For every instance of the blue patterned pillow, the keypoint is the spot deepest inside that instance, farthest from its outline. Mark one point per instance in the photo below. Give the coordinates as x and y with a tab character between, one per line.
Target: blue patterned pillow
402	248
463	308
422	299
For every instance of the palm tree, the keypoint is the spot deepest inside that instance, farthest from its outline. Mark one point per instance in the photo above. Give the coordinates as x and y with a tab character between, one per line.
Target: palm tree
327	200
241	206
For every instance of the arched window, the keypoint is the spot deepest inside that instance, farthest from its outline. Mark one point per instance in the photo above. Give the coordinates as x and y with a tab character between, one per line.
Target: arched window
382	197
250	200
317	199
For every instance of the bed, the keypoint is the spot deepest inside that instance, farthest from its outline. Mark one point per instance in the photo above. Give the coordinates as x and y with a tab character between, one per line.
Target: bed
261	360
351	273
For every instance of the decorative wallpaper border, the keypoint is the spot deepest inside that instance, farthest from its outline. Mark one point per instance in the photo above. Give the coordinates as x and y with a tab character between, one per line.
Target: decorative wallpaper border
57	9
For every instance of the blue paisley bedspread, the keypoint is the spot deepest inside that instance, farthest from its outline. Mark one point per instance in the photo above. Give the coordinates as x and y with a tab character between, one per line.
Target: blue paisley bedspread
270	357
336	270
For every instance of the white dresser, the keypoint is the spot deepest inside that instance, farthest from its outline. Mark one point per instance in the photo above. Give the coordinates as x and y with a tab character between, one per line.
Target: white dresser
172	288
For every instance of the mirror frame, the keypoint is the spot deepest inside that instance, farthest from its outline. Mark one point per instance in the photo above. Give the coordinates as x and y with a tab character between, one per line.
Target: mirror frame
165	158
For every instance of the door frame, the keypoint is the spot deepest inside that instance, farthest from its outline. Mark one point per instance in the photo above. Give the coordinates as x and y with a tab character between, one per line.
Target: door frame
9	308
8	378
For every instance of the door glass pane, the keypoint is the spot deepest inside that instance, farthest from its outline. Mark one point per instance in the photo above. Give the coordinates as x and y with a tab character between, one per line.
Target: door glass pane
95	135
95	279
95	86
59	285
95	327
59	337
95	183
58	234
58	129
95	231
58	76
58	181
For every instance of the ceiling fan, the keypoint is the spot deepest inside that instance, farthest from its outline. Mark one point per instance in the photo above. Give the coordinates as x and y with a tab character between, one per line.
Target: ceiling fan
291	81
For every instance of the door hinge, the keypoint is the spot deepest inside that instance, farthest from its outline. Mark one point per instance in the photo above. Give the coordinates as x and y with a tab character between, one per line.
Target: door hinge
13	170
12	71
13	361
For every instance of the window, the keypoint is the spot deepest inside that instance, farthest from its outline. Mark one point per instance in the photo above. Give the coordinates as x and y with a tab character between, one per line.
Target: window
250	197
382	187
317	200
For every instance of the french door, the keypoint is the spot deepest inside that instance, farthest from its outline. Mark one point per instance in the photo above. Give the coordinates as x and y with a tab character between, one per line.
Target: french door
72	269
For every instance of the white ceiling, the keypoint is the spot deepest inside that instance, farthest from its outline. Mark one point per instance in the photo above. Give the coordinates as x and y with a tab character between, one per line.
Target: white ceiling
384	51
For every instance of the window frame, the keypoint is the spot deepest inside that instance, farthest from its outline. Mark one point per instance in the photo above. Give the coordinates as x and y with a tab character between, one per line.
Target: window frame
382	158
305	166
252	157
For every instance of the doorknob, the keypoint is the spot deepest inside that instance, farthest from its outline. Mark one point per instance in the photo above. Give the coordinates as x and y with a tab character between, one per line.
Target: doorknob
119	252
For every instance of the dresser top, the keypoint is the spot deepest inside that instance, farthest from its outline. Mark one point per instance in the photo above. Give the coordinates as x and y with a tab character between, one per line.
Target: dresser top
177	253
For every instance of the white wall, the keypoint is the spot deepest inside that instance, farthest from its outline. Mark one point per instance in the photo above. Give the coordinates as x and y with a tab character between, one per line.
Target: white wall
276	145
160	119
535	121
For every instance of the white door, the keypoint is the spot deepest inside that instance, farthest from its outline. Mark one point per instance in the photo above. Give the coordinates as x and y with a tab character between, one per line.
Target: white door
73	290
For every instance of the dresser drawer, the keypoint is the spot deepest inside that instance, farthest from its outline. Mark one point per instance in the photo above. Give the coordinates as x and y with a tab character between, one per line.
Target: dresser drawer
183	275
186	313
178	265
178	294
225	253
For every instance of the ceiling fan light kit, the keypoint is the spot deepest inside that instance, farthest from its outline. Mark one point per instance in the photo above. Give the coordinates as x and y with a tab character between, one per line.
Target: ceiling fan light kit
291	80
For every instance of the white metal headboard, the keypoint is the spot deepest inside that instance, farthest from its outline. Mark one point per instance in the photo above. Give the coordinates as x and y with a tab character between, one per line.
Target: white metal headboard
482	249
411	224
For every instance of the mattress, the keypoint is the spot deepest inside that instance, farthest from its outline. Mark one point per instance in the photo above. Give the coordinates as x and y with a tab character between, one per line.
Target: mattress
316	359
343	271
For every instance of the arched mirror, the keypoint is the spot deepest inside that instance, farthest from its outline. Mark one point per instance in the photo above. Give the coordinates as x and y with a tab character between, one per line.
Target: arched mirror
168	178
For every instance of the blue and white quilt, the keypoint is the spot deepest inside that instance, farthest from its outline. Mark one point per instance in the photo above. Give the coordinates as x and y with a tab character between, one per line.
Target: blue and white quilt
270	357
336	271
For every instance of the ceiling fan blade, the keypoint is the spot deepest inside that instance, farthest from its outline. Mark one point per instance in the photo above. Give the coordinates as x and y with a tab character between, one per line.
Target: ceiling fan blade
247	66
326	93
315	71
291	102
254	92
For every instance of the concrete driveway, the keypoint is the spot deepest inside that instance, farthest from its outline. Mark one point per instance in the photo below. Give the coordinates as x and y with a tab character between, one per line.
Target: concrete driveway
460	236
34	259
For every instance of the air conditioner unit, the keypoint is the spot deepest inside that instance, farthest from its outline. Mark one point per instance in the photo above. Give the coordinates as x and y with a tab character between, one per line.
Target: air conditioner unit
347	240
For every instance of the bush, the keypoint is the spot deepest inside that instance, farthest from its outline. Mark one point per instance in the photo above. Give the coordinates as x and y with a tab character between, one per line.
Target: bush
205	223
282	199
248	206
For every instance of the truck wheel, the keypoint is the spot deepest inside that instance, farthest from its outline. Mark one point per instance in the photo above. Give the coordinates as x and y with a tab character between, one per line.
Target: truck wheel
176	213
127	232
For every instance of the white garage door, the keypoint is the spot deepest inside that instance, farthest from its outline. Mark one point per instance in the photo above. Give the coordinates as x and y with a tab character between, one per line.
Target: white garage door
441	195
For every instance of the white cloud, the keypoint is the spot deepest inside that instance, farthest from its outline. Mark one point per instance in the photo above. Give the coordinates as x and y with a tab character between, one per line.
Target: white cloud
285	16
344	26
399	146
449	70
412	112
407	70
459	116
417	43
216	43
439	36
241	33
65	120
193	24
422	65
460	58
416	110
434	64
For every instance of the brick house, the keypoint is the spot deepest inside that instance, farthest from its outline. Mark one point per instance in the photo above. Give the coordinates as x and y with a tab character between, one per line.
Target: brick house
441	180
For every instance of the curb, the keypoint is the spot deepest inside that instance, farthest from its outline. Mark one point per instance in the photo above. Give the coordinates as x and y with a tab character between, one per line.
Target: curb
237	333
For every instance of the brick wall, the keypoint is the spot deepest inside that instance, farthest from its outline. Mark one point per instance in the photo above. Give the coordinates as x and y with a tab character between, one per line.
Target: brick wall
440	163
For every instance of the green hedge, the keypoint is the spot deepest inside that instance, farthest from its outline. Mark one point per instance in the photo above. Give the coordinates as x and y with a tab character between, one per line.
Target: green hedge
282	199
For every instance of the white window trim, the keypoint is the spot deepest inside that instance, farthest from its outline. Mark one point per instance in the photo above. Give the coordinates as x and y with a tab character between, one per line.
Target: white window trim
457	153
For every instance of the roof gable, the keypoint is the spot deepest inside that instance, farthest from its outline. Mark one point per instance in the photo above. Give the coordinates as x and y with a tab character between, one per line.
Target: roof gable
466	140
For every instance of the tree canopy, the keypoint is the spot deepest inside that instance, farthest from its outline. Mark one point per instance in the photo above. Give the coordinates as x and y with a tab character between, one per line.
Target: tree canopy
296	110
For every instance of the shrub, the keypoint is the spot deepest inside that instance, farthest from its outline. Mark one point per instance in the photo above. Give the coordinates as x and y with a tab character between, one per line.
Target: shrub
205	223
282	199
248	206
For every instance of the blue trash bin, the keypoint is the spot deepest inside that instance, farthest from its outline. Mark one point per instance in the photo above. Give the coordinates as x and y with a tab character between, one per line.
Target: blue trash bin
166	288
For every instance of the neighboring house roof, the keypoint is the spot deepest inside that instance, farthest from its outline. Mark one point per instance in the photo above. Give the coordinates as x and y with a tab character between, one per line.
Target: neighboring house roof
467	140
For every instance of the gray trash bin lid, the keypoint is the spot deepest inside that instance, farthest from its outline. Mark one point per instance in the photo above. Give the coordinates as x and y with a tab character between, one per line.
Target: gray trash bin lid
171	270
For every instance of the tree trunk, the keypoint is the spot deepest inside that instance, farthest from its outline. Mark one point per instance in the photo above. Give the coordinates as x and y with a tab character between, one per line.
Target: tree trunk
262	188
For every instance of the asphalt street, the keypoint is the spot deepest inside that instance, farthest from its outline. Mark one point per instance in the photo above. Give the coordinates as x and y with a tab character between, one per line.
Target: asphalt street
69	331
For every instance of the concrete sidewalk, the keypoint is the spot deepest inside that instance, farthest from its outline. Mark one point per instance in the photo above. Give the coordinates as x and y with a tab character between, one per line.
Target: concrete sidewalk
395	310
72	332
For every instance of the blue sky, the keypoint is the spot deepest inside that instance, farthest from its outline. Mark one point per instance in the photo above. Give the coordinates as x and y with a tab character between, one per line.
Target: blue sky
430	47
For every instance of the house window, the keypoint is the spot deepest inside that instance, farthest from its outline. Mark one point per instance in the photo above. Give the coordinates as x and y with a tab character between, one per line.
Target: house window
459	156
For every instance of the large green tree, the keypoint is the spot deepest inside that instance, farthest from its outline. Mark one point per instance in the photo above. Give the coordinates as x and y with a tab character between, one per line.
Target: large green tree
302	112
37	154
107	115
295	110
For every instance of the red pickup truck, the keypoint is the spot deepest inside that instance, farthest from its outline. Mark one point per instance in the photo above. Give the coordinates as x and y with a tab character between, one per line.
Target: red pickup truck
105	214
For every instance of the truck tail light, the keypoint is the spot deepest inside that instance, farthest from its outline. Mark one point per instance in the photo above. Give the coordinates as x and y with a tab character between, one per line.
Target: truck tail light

Exercise objective:
Return the line that contains "For every instance of the large" and all lines after it, verbatim, and nothing else.

Answer to the task:
For every instance of the large green tree, the keypoint is the spot deepest inside that instance, farthest from its outline. Mark one point per instance in the photo above. Give the coordinates as x and y with a tab character between, one per line.
Target: large green tree
302	112
37	154
107	115
295	110
For every instance of the red pickup truck, the keypoint is the spot deepest inside that instance, farthest from its outline. Mark one point per instance in the photo above. Give the coordinates as x and y with a tab character between, one per line.
Target: red pickup truck
105	214
For every instance of the truck tail light, the keypoint is the spot deepest inside that instance, farthest from its outline. Mark one point per instance in the photo above. Give the coordinates as x and y with a tab character between, one per line.
Target: truck tail light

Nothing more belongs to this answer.